* **Article**:

The multiplier circuitry of any of clauses 1-16, wherein the values having the first precision are derived from values having a seventh precision.
Clause 17.
The multiplier circuitry of clause 16, comprising:
a first buffer configurable to store a first portion of the values having the first precision.
a second buffer configurable to store a second portion of the values having the first precision.
Clause 18.
The multiplier circuitry of any of clauses 1-17, wherein the multiplier is configurable to generate:
a first subproduct of the plurality of subproducts by multiplying a first portion of a first value of the values having the first precision and a first portion of a second value of the values having the first precision; and
a second subproduct of the plurality of subproducts by multiplying a second portion of the first value of the values having the first precision and a second portion of the second value of the values having the first precision.
Clause 19.

* **Entries**:
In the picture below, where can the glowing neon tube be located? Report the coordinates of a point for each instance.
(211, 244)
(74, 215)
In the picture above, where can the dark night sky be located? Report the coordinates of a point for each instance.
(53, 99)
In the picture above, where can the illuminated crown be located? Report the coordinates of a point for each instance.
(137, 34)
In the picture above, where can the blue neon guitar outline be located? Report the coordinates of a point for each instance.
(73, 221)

* **Tasks**:
(a) Rewrite the part of the multiplier circuitry clauses that opens with the words "The multiplier circuitry of any of clauses 1-17, wherein" and closes with "value of the values having the first precision.", changing "plurality" to "set".
(b) Decide whether each statement agrees with the multiplier circuitry clauses, answering yes or no and quoting the deciding words: (i) The values having the first precision are derived from values having a seventh precision. (ii) The second subproduct is generated by adding portions of the first and second values. (iii) The second buffer is configurable to store a first portion of the values having the first precision.
(c) According to the multiplier circuitry clauses, what does the multiplier multiply to generate the first subproduct?
The records have nothing to do with the multiplier circuitry clauses.

* **Per-task outputs**:
(a)
The multiplier circuitry of any of clauses 1-17, wherein the multiplier is configurable to generate:
a first subproduct of the set of subproducts by multiplying a first portion of a first value of the values having the first precision and a first portion of a second value of the values having the first precision; and
a second subproduct of the set of subproducts by multiplying a second portion of the first value of the values having the first precision and a second portion of the second value of the values having the first precision.

(b)
(i) Yes: "derived from values having a seventh precision."
(ii) No: "by multiplying a second portion of the first value of the values having the first precision and a second portion of the second value of the values having the first precision."
(iii) No: "a second buffer configurable to store a second portion of the values having the first precision."

(c) A first portion of a first value and a first portion of a second value of the values having the first precision.